[TASK TO CARRY OUT]: All lines containing the string "bottle" must be copied from the entries.

****************

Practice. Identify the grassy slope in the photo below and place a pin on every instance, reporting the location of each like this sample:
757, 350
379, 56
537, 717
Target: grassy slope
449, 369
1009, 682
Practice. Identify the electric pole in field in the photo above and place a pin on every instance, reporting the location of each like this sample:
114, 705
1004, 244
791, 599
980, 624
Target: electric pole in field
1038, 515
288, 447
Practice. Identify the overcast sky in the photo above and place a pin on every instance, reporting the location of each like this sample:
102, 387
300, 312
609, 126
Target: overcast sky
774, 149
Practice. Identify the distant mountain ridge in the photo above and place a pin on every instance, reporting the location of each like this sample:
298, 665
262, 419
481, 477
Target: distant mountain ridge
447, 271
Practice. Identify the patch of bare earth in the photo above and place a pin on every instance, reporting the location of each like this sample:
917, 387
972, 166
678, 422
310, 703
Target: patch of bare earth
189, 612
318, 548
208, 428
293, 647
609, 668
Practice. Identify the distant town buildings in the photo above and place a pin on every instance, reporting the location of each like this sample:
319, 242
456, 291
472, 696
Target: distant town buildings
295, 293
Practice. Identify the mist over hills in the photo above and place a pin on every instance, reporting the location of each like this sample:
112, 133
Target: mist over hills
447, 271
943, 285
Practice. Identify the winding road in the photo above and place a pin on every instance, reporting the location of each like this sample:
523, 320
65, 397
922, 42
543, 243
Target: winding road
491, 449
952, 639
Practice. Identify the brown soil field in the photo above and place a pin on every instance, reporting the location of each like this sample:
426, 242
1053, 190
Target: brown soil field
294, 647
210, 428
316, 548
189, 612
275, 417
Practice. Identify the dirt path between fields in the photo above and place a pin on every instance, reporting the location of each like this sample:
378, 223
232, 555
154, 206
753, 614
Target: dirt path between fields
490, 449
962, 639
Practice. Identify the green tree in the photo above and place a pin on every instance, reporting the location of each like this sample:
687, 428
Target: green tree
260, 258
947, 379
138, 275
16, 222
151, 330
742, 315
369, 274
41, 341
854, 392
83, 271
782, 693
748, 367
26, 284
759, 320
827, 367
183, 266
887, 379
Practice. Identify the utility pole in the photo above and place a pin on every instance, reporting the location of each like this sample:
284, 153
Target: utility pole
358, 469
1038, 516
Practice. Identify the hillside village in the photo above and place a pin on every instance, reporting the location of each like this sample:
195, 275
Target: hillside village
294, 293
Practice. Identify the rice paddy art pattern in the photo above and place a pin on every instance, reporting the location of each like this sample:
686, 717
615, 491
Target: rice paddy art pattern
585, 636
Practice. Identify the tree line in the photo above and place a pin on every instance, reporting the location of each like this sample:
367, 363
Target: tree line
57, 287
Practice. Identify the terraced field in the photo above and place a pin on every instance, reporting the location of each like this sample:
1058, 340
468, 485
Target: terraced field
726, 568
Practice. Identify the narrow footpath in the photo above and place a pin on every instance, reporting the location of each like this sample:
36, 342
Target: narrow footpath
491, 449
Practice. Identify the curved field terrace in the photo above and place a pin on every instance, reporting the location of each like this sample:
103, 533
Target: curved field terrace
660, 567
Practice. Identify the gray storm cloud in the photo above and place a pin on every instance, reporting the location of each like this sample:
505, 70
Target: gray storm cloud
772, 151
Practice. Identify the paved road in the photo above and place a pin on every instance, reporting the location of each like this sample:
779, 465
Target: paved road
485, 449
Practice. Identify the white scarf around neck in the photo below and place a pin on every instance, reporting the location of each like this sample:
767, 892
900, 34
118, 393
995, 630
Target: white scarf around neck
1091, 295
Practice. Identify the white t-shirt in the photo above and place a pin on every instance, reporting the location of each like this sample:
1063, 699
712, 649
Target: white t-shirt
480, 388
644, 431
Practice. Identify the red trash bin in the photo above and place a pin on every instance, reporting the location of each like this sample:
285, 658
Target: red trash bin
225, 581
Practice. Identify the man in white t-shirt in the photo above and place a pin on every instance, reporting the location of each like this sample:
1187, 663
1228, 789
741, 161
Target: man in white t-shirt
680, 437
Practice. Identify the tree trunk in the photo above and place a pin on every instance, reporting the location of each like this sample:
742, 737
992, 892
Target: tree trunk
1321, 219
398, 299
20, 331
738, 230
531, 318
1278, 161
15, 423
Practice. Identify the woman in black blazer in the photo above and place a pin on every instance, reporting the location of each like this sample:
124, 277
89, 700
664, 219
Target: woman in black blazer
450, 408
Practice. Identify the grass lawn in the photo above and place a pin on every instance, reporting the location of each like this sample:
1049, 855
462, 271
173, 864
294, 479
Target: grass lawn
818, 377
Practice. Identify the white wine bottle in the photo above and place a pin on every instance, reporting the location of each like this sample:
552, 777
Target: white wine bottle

****************

[REPLY TO THE EXERCISE]:
Practice. Identify the white wine bottle in the photo above and place a pin on every instance, reporting the location of each like this sample:
Target: white wine bottle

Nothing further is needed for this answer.